● **INSTRUCTION**:
Transcribe all the records with complete accuracy.

● **Position identification records**:
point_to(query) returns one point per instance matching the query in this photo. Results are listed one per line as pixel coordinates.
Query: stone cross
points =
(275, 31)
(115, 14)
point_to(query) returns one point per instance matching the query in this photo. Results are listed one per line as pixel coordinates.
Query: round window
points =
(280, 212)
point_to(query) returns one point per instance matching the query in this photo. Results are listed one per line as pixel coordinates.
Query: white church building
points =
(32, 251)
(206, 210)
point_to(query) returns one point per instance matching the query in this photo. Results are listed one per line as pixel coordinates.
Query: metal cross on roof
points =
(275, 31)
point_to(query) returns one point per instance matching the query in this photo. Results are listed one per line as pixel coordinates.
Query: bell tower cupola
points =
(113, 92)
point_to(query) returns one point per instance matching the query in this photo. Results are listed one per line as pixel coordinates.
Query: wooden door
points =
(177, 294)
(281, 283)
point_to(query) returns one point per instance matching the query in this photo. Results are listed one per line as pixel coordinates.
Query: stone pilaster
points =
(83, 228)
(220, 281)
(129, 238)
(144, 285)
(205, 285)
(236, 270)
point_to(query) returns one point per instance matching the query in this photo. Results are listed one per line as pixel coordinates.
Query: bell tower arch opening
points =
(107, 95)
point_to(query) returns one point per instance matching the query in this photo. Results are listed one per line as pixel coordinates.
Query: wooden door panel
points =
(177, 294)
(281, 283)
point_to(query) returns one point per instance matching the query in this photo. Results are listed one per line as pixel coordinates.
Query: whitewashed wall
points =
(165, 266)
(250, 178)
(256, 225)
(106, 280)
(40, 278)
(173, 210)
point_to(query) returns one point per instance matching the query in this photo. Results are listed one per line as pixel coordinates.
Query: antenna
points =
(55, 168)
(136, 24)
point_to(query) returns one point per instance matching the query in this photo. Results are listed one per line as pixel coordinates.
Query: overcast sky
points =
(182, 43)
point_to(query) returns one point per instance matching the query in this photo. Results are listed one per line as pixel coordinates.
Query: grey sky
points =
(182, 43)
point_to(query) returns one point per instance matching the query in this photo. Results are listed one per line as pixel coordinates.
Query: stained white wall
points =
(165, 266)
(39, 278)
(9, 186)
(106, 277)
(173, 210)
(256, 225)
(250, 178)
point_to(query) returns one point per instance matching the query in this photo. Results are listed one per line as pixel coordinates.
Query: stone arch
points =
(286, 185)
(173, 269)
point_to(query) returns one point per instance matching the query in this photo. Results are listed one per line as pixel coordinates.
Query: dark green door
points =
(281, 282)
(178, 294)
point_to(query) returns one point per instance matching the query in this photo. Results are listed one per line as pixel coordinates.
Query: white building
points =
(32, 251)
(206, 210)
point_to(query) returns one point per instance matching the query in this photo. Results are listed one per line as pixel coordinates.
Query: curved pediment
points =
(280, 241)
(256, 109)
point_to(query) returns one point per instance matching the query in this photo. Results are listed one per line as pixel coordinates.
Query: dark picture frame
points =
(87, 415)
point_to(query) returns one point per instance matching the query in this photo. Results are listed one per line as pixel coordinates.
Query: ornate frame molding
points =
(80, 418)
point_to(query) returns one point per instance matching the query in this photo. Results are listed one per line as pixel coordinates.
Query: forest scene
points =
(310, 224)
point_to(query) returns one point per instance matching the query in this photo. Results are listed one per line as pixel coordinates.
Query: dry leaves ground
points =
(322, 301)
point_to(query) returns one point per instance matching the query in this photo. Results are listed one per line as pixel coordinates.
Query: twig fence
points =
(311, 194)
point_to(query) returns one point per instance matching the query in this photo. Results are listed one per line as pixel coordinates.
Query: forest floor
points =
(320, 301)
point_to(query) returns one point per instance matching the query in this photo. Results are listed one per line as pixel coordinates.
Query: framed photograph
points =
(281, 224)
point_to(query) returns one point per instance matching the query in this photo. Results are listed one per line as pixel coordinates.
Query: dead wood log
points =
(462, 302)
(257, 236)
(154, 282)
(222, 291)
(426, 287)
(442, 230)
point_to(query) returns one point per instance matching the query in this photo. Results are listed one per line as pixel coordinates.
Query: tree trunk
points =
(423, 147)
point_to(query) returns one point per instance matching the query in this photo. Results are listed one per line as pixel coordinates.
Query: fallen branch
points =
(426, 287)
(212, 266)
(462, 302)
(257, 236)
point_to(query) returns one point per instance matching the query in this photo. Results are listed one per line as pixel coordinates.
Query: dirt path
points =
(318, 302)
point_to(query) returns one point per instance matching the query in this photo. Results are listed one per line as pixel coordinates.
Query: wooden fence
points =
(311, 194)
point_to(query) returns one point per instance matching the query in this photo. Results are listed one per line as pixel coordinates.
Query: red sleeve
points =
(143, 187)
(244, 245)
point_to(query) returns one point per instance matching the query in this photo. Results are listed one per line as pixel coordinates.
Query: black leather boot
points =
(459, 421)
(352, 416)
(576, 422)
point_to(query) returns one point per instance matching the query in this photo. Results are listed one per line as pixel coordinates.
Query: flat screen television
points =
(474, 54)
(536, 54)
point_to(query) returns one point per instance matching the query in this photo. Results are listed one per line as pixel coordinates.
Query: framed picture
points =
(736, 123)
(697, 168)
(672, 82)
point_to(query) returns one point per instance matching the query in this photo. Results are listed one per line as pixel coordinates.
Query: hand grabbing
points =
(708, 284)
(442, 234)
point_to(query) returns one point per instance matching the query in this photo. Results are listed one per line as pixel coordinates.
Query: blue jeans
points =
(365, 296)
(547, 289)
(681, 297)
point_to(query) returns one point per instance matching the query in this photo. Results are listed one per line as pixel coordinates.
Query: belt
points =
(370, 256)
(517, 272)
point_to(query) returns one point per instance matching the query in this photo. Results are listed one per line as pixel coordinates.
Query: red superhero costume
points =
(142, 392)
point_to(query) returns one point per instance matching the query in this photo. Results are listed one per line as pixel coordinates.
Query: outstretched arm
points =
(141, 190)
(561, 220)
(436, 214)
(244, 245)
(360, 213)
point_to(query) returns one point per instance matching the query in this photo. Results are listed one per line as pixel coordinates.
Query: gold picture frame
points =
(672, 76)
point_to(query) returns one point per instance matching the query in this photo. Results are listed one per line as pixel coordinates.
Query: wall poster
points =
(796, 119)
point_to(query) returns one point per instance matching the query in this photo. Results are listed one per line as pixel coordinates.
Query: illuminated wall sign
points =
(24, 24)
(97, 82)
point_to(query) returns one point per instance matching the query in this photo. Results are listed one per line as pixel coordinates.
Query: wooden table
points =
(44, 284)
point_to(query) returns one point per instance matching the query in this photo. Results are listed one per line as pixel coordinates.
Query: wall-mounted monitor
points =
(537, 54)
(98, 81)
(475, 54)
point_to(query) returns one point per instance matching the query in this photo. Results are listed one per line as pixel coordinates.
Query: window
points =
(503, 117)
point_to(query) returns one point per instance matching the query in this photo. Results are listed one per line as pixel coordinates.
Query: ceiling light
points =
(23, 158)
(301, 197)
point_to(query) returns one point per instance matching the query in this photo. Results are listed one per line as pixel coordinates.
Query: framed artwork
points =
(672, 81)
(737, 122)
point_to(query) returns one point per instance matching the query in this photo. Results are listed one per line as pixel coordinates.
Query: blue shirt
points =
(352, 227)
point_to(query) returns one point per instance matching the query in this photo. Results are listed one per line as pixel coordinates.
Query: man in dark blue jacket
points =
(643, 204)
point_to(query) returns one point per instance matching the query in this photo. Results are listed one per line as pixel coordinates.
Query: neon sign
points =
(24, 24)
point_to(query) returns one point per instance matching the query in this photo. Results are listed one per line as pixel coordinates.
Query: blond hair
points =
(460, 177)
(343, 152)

● **ANSWER FOR THE TASK**:
point_to(query) returns one point per instance matching the query in this photo. Results are listed one per line as pixel coordinates.
Query: stone cross
points =
(275, 31)
(115, 14)
point_to(query) returns one point per instance matching the query in this photo. Results are listed one per line as pixel coordinates.
Query: round window
points =
(280, 212)
point_to(query) returns one point per instance matching the query in this photo. Results are listed one per line as pixel coordinates.
Query: white church building
points =
(32, 251)
(206, 210)
point_to(query) returns one point per instance matching the query in this photo. Results are listed one per line as pixel coordinates.
Query: metal cross on roof
points =
(275, 31)
point_to(query) returns one point per instance matching the query in this photo. Results are listed one per line as pixel coordinates.
Query: bell tower cupola
points =
(113, 92)
point_to(query) returns one point per instance matching the query in this photo. Results are listed one per line as pixel coordinates.
Query: wooden door
points =
(177, 294)
(281, 283)
point_to(query) returns one point per instance matching the query in this photo. Results are listed one per line as pixel coordinates.
Query: stone pilaster
points =
(83, 228)
(220, 281)
(129, 238)
(144, 285)
(205, 285)
(236, 270)
point_to(query) returns one point per instance matching the query in this photo. Results are listed one per line as pixel coordinates.
Query: bell tower arch opening
points =
(107, 95)
point_to(query) returns one point per instance matching the query in this photo. Results are listed one per line as pixel coordinates.
Query: wooden door panel
points =
(177, 294)
(281, 283)
point_to(query) returns one point per instance matching the query in this photo. Results are listed one per line as pixel coordinates.
Query: whitewashed wall
points =
(165, 266)
(250, 178)
(256, 225)
(106, 280)
(40, 278)
(173, 210)
point_to(query) returns one point per instance matching the query in this photo. Results are listed one per line as pixel coordinates.
Query: antenna
points =
(55, 168)
(136, 24)
point_to(query) returns one point per instance matching the query in this photo. Results are listed one per line as pixel coordinates.
Query: overcast sky
points =
(182, 43)
point_to(query) returns one point per instance matching the query in this photo. Results are listed one per line as pixel coordinates.
Query: grey sky
points =
(182, 43)
point_to(query) returns one point per instance matching the query in this photo. Results are listed one per line as pixel coordinates.
Query: stained white wall
points =
(165, 266)
(39, 278)
(9, 186)
(106, 277)
(173, 210)
(256, 225)
(250, 178)
point_to(query) returns one point per instance matching the query in this photo. Results are listed one per line as pixel coordinates.
Query: stone arch
points =
(286, 185)
(173, 269)
point_to(query) returns one point per instance matching the query in this photo. Results are listed one per line as pixel coordinates.
Query: dark green door
points =
(281, 282)
(178, 294)
point_to(query) returns one point per instance matching the query in this photo. Results are listed one per line as pixel coordinates.
Query: white building
points =
(32, 251)
(206, 210)
point_to(query) returns one point per instance matching the query in this photo. Results are listed one per line as pixel coordinates.
Query: curved pediment
points =
(280, 241)
(256, 109)
point_to(query) returns one point per instance matching the query in this photo. Results are listed one per line as pixel coordinates.
Query: dark picture frame
points =
(87, 415)
point_to(query) returns one point per instance matching the query in this photo. Results are listed one per line as pixel coordinates.
Query: ornate frame molding
points =
(80, 418)
point_to(query) returns one point per instance matching the query in this photo. Results are listed one per line as pixel coordinates.
Query: forest scene
points =
(310, 224)
point_to(query) returns one point per instance matching the query in this photo. Results are listed one per line as pixel coordinates.
Query: dry leaves ground
points =
(322, 301)
point_to(query) returns one point per instance matching the query in this photo. Results are listed one per line as pixel coordinates.
Query: twig fence
points =
(311, 194)
point_to(query) returns one point per instance matching the query in this photo. Results are listed one per line as pixel coordinates.
Query: forest floor
points =
(320, 301)
point_to(query) returns one point per instance matching the query in this photo. Results are listed one per line as pixel coordinates.
Query: framed photograph
points =
(281, 224)
point_to(query) returns one point per instance matching the query in this photo. Results are listed one per line as pixel coordinates.
Query: dead wood log
points =
(462, 302)
(257, 236)
(154, 282)
(222, 291)
(426, 287)
(442, 230)
point_to(query) returns one point per instance matching the query in this photo. Results are listed one per line as pixel coordinates.
Query: tree trunk
points =
(423, 147)
point_to(query) returns one point per instance matching the query in this photo. Results are listed one per line as pixel coordinates.
Query: fallen branch
points =
(426, 287)
(212, 266)
(462, 302)
(257, 236)
point_to(query) returns one point per instance matching the query in this photo. Results are listed one per line as pixel coordinates.
Query: dirt path
points =
(318, 302)
point_to(query) returns one point per instance matching the query in this photo. Results are listed one per line as pixel coordinates.
Query: wooden fence
points =
(311, 194)
point_to(query) returns one point per instance matching the query in this photo. Results are listed one per line as pixel coordinates.
Query: red sleeve
points =
(143, 187)
(244, 245)
point_to(query) returns one point per instance matching the query in this photo. Results are listed one per line as pixel coordinates.
Query: black leather boot
points =
(459, 421)
(352, 416)
(576, 422)
point_to(query) returns one point per instance matching the query in this photo. Results are listed one per line as pixel coordinates.
Query: flat screen television
points =
(474, 54)
(536, 54)
point_to(query) returns one point per instance matching the query in this photo. Results are listed one per line as pixel coordinates.
Query: framed picture
points =
(736, 123)
(697, 168)
(672, 82)
point_to(query) returns one point per instance matching the query in this photo. Results are listed one per line as pixel coordinates.
Query: hand grabbing
points =
(708, 284)
(442, 234)
point_to(query) returns one point per instance matching the query in this photo. Results are listed one per line as pixel coordinates.
Query: blue jeans
points =
(365, 296)
(547, 289)
(681, 297)
point_to(query) returns one point per instance matching the query in this photo. Results are listed one per line as pixel coordinates.
Query: belt
points =
(370, 256)
(517, 272)
point_to(query) returns one point per instance matching the query in this photo. Results are listed one per line as pixel coordinates.
Query: red superhero costume
points =
(142, 392)
point_to(query) returns one point per instance matching the query in this photo. Results are listed one per line as pixel coordinates.
Query: outstretched arm
points =
(141, 190)
(561, 220)
(436, 214)
(244, 245)
(360, 213)
point_to(query) returns one point per instance matching the query in this photo. Results are listed one per line as pixel coordinates.
Query: gold picture frame
points =
(672, 76)
point_to(query) returns one point per instance matching the query in this photo. Results are listed one per line as pixel coordinates.
Query: wall poster
points =
(796, 119)
point_to(query) returns one point per instance matching the query in this photo. Results are listed one per line as pixel coordinates.
Query: illuminated wall sign
points =
(24, 24)
(97, 82)
point_to(query) returns one point per instance matching the query in this photo. Results are listed one per line as pixel coordinates.
Query: wooden table
points =
(44, 284)
point_to(query) returns one point per instance matching the query in this photo. Results are listed one per line as pixel coordinates.
Query: wall-mounted monitor
points =
(537, 54)
(98, 81)
(475, 54)
point_to(query) returns one point per instance matching the query in this photo. Results are listed one per line as pixel coordinates.
Query: window
points =
(503, 117)
point_to(query) returns one point per instance matching the query in this photo. Results are listed one per line as pixel coordinates.
Query: ceiling light
points =
(23, 158)
(301, 197)
point_to(query) returns one point per instance matching the query in this photo. Results are listed one per line as pixel coordinates.
Query: framed artwork
points =
(672, 81)
(737, 122)
point_to(query) returns one point per instance matching the query in this photo. Results are listed one per line as pixel coordinates.
Query: blue shirt
points =
(352, 227)
point_to(query) returns one point per instance matching the query in this photo. Results are listed one per line as pixel coordinates.
Query: man in dark blue jacket
points =
(643, 204)
point_to(query) returns one point per instance matching the query in this photo. Results are listed one per line as pixel coordinates.
Query: neon sign
points =
(24, 24)
point_to(query) returns one point per instance matching the query in this photo. Results are listed one per line as pixel coordinates.
Query: blond hair
points =
(460, 177)
(343, 152)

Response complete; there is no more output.